### Artículo
━━━━━━━━━━━━━━━━━━━━
En Aizpuru (Orozco, Vizcaya) se cuenta que había un cura que lograba
trasladarse a Madrid con su criado por obra de los duendecillos, para así poder
presenciar las corridas que le apetecían, regresando luego a su pueblo en unos pocos
minutos.
No es fácil ni recomendable quitarse de encima a estos diminutos seres como si
fueran ropa de usar y tirar, pues si valoramos sus consecuencias en una balanza, ésta
se inclina más por las fatales.
En Cortézubi, un hombre compró los Mamur para su servicio. Cuando realizaron
tres trabajos consecutivos, volvieron todos y le preguntaron a su dueño: «¿Qué
hacemos ahora?», y el hombre les ordenó que le trajeran agua en una cuba. Al no
poder realizar tal labor, se retiraron malhumorados.
Hay gente, sin embargo, que mantiene secuestrados los Mamur toda su vida, si
bien sus dueños no pueden morir, ni suavizar su agonía, si antes no se deshacen de
ellos, ya sea vendiéndoselos o regalándoselos a alguien o haciendo que desaparezcan,
obligándoles a hacer algo imposible.
En Bedía, por ejemplo, aseguraban que una anciana del barrio Burtetza estuvo
agonizando durante varios días. El cura que la asistía se dio cuenta de que en el lecho
de la moribunda había un saquito lleno de estos espíritus familiares, así que lo
recogió y lo echó al fuego, de donde salieron los duendecillos dando alaridos. Fue
entonces cuando la anciana pudo morir en paz.
La forma de llamar a los Mamur en el País Vasco y en Navarra es muy variada,
toda vez que se encuentran muy extendidos. De hecho, el nombre de Mamur, que
hemos elegido como genérico para este capítulo, se encuentra restringido a Leiza y
Lesaca (Navarra).
En Albiztur (Guipúzcoa), muy cerca de Tolosa, se los denomina Mozorros, y se
dice que el aizcolari Santagueda llevaba consigo varios de ellos como valedores,
saliendo de esta manera victorioso en sus competiciones de corte de troncos o en
cualquier otro deporte vasco.
En Ibárturi (Vizcaya) se los llama los «Patu» o «Patuek». Allí dicen, cuando uno
tiene suerte en los negocios, que tiene «buen patu».
En Orozco (Vizcaya) se los llama «familiares» o «Familejerak». En el pueblo
vizcaíno de Albadiano son conocidos como «Ximelgorri» sin embargo, en Añes son
denominados «Enemiguillos», y en Abecia, «Enemigos».
━━━━━━━━━━━━━━━━━━━━
### Parte de un archivo de datos
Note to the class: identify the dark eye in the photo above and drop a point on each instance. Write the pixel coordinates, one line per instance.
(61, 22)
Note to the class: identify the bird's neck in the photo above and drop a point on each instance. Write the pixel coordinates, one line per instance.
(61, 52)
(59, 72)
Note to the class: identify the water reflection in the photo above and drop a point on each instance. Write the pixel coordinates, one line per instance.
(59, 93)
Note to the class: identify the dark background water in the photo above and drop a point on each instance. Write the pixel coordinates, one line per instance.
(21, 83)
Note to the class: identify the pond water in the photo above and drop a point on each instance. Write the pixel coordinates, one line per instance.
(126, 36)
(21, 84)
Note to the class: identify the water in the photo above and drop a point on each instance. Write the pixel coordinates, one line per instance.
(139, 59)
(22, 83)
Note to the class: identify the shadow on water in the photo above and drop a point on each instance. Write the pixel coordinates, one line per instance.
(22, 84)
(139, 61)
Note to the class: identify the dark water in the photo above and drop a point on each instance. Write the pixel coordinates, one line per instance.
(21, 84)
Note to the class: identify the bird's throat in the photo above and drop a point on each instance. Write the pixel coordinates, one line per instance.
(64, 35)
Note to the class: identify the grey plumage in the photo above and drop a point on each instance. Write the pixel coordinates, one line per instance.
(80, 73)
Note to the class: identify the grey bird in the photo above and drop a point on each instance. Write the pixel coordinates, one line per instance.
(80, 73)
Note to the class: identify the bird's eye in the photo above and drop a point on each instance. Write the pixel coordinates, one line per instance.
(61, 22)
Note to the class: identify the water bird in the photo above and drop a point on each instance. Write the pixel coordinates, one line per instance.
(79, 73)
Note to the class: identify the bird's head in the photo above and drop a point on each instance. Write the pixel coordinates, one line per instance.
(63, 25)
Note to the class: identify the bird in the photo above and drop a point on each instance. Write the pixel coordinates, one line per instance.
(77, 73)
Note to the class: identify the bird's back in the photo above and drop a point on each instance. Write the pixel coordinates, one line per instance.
━━━━━━━━━━━━━━━━━━━━
### Solicitudes
[1] Transcriba el pasaje del artículo sobre los Mamur que va desde "En Cortézubi, un" hasta "hacer algo imposible.".
[2] Enumere todos los nombres que, según el artículo sobre los Mamur, reciben estos seres en las localidades que los dos últimos párrafos sitúan en Vizcaya.

### Problemas resueltos
[1]
En Cortézubi, un hombre compró los Mamur para su servicio. Cuando realizaron
tres trabajos consecutivos, volvieron todos y le preguntaron a su dueño: «¿Qué
hacemos ahora?», y el hombre les ordenó que le trajeran agua en una cuba. Al no
poder realizar tal labor, se retiraron malhumorados.
Hay gente, sin embargo, que mantiene secuestrados los Mamur toda su vida, si
bien sus dueños no pueden morir, ni suavizar su agonía, si antes no se deshacen de
ellos, ya sea vendiéndoselos o regalándoselos a alguien o haciendo que desaparezcan,
obligándoles a hacer algo imposible.

[2]
- «Patu» (Ibárturi)
- «Patuek» (Ibárturi)
- «familiares» (Orozco)
- «Familejerak» (Orozco)
- «Ximelgorri» (Albadiano)